Find each line below that contains the string "black" and copy those lines out. Case counts.

**LISTED RECORDS**
** start **

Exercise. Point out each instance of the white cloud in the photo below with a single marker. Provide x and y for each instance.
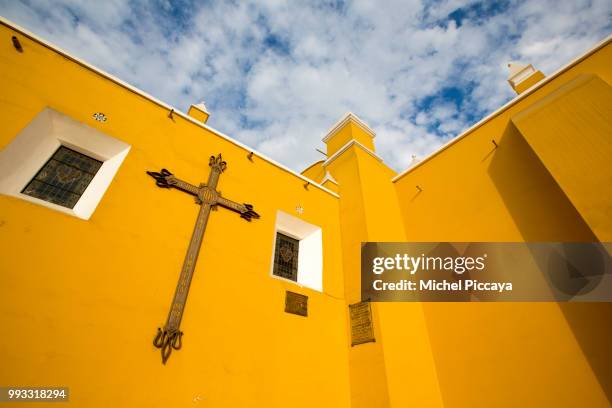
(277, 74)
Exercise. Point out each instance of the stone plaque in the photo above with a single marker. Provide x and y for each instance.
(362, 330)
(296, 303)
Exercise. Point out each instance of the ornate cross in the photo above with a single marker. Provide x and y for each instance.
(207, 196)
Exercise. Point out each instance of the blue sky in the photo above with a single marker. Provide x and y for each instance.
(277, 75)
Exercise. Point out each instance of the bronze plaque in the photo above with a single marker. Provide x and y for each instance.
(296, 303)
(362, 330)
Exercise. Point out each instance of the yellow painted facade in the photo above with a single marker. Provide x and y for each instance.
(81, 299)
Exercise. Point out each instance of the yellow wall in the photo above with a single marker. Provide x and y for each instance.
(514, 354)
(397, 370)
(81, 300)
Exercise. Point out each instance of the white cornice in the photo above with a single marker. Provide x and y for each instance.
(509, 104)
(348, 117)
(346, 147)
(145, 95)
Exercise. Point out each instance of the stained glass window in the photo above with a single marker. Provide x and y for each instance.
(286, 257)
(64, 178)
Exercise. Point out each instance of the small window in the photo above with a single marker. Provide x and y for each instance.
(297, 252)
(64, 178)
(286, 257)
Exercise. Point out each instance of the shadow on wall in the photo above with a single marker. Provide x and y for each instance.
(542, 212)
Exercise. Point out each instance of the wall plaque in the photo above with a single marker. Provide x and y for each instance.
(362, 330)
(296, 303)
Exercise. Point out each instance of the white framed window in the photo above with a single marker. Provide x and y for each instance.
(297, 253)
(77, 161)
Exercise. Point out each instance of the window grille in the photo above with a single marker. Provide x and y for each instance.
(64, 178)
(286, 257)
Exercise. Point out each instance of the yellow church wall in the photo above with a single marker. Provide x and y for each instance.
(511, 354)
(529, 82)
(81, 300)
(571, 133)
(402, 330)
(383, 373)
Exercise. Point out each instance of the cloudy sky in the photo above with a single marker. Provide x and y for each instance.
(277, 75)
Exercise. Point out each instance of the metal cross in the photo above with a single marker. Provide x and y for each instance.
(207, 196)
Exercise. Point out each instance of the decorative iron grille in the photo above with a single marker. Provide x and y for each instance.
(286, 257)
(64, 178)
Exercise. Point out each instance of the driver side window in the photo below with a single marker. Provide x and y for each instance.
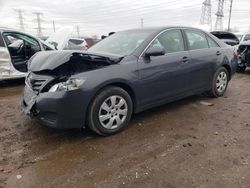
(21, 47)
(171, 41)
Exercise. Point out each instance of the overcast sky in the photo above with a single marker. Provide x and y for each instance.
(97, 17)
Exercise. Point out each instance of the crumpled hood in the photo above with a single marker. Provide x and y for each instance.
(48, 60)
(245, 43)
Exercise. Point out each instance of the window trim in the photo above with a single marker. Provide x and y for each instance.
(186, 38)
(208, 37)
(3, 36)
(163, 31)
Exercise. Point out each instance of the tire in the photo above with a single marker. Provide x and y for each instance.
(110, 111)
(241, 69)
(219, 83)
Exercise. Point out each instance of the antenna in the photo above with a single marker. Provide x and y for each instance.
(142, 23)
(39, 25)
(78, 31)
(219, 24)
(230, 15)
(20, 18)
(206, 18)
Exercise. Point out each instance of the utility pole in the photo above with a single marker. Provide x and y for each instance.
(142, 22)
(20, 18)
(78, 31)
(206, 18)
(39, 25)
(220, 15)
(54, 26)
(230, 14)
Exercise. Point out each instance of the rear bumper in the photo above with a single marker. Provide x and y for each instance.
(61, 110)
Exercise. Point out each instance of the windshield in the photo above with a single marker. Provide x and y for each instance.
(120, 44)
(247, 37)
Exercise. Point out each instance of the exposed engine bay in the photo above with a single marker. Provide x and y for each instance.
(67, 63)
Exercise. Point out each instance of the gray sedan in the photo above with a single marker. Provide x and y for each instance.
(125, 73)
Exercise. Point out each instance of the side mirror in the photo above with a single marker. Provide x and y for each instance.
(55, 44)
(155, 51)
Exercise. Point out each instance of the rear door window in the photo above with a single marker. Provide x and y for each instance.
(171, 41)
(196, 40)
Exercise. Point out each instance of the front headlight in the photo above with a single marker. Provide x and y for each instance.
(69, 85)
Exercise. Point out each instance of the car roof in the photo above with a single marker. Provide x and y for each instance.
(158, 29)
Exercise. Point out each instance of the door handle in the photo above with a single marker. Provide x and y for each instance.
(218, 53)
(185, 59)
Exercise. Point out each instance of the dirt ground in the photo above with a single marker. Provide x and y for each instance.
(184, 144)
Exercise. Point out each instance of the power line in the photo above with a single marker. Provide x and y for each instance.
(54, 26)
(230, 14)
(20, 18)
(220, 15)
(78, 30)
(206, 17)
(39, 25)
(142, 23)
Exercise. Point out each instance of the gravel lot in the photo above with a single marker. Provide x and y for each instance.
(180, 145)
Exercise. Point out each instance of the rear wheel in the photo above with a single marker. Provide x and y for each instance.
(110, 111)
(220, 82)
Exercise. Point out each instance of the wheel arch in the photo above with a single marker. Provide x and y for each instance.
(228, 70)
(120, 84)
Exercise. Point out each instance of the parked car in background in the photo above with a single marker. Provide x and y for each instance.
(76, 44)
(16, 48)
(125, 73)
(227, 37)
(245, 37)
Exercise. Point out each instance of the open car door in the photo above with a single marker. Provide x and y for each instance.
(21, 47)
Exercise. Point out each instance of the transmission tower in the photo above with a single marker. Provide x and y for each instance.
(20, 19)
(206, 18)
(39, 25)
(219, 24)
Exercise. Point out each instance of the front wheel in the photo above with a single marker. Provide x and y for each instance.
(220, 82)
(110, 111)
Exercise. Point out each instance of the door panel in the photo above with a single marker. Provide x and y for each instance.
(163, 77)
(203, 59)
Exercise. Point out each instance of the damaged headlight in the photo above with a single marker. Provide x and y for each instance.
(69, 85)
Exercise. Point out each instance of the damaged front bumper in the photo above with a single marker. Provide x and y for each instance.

** end **
** start **

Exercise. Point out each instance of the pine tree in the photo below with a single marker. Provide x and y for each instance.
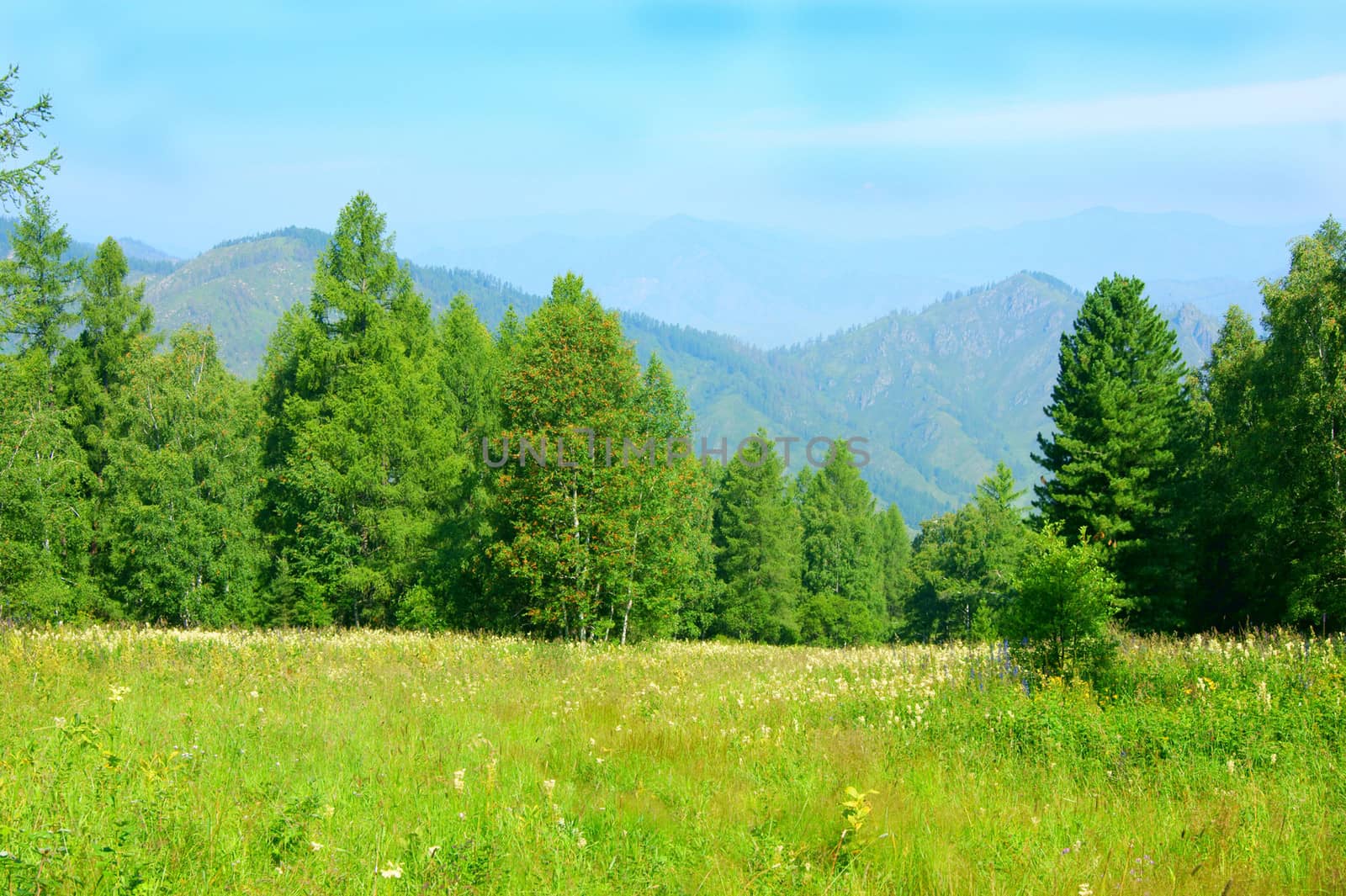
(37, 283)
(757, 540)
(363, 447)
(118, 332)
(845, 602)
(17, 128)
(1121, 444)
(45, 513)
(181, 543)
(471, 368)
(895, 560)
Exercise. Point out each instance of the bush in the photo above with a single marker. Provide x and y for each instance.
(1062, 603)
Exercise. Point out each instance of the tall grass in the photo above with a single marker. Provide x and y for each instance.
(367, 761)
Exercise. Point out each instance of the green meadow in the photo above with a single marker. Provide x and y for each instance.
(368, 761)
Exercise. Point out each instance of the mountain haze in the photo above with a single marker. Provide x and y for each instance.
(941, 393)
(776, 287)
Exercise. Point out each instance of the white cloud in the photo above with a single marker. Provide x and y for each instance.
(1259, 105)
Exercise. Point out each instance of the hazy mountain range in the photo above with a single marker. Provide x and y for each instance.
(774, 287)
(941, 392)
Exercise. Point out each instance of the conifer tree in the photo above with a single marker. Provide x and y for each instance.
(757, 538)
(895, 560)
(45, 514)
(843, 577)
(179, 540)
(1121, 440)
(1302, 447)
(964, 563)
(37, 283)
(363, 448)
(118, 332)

** end **
** start **

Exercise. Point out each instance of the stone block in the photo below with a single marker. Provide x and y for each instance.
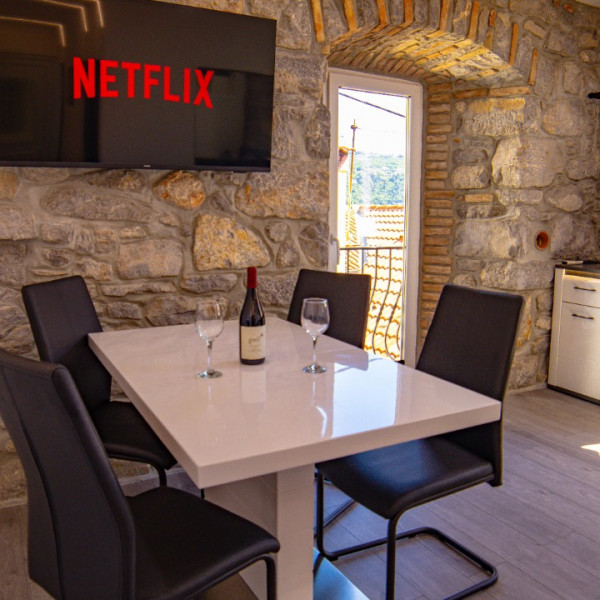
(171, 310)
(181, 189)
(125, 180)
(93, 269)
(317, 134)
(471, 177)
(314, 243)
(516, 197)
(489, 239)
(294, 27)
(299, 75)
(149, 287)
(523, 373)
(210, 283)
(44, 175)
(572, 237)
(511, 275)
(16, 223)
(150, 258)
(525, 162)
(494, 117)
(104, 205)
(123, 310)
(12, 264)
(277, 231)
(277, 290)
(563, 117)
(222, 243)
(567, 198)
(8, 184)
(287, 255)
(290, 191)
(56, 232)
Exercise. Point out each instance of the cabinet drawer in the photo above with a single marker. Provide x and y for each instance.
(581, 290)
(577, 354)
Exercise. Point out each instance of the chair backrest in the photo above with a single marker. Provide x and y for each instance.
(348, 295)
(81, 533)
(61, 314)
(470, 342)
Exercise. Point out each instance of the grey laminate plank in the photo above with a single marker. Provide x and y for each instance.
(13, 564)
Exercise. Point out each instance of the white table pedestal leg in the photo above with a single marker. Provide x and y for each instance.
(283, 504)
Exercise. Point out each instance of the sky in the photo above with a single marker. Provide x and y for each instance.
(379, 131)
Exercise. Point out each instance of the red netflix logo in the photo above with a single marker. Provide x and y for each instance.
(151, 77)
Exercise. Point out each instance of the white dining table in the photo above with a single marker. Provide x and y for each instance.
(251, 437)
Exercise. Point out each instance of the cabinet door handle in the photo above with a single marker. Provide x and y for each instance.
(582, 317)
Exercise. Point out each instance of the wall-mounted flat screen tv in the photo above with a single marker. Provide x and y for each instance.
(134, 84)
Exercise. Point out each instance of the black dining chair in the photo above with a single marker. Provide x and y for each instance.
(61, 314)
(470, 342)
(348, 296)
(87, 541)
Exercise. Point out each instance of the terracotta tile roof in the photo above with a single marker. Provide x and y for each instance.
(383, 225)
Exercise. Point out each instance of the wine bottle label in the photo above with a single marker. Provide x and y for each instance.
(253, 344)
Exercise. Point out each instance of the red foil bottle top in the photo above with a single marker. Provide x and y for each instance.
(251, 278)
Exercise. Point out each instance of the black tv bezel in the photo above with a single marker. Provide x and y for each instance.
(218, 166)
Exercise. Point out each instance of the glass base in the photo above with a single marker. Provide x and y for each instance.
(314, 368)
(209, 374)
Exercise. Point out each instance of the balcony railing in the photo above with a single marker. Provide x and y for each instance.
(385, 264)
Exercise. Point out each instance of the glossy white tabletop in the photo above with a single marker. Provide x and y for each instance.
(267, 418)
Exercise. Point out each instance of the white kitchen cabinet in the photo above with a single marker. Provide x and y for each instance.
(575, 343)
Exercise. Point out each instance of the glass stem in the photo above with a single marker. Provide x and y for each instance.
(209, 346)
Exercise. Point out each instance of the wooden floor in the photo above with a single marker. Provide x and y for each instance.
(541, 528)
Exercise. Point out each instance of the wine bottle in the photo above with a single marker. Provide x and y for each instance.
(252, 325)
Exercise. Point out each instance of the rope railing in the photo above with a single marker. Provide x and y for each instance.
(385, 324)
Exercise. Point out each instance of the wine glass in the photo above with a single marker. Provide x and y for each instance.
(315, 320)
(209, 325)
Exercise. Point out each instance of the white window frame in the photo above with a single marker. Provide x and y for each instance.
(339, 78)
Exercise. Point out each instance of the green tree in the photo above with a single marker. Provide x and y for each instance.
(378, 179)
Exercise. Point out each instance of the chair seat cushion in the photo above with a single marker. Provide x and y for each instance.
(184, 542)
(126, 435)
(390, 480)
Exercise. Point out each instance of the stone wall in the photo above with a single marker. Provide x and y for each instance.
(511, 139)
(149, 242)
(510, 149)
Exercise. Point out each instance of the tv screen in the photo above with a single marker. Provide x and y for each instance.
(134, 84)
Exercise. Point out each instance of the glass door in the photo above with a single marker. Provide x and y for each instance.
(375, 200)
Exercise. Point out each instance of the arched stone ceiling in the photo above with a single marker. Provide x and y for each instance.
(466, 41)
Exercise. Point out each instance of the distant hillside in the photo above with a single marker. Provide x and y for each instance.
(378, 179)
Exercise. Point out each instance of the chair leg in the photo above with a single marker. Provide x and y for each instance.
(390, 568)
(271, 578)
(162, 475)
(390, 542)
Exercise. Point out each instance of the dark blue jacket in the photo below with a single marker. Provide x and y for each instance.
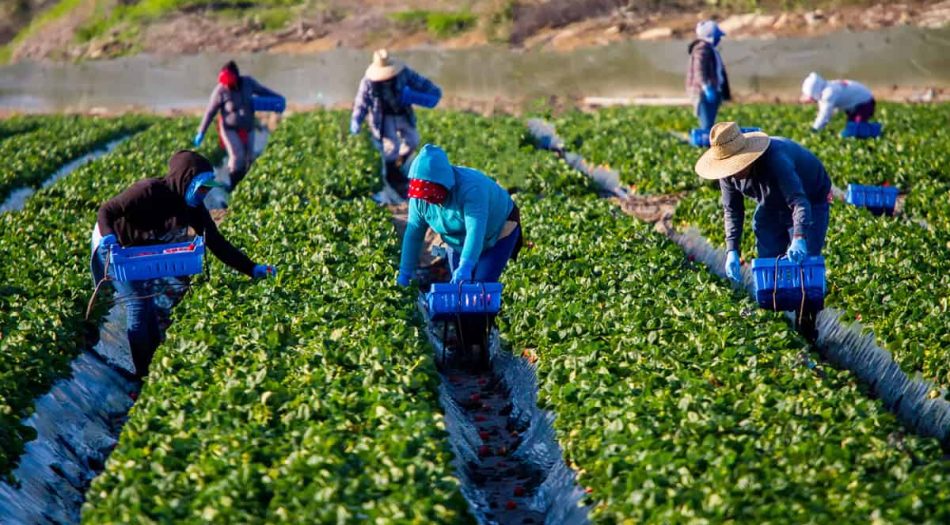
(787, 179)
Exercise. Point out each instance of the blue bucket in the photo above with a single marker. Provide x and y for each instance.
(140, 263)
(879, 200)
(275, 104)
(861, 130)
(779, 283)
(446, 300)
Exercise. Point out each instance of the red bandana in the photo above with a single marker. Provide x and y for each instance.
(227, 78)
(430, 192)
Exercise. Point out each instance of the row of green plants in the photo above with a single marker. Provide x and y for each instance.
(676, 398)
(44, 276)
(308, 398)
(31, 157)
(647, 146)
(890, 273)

** end **

**TASK RESULT**
Exercise. Point out each instance of the black dining chair in the photo above with a single marker. Provide x and y for each instance.
Exercise. Point out each instance of the black tv bezel in the photo above with a single marker. Provide x and y for each instance.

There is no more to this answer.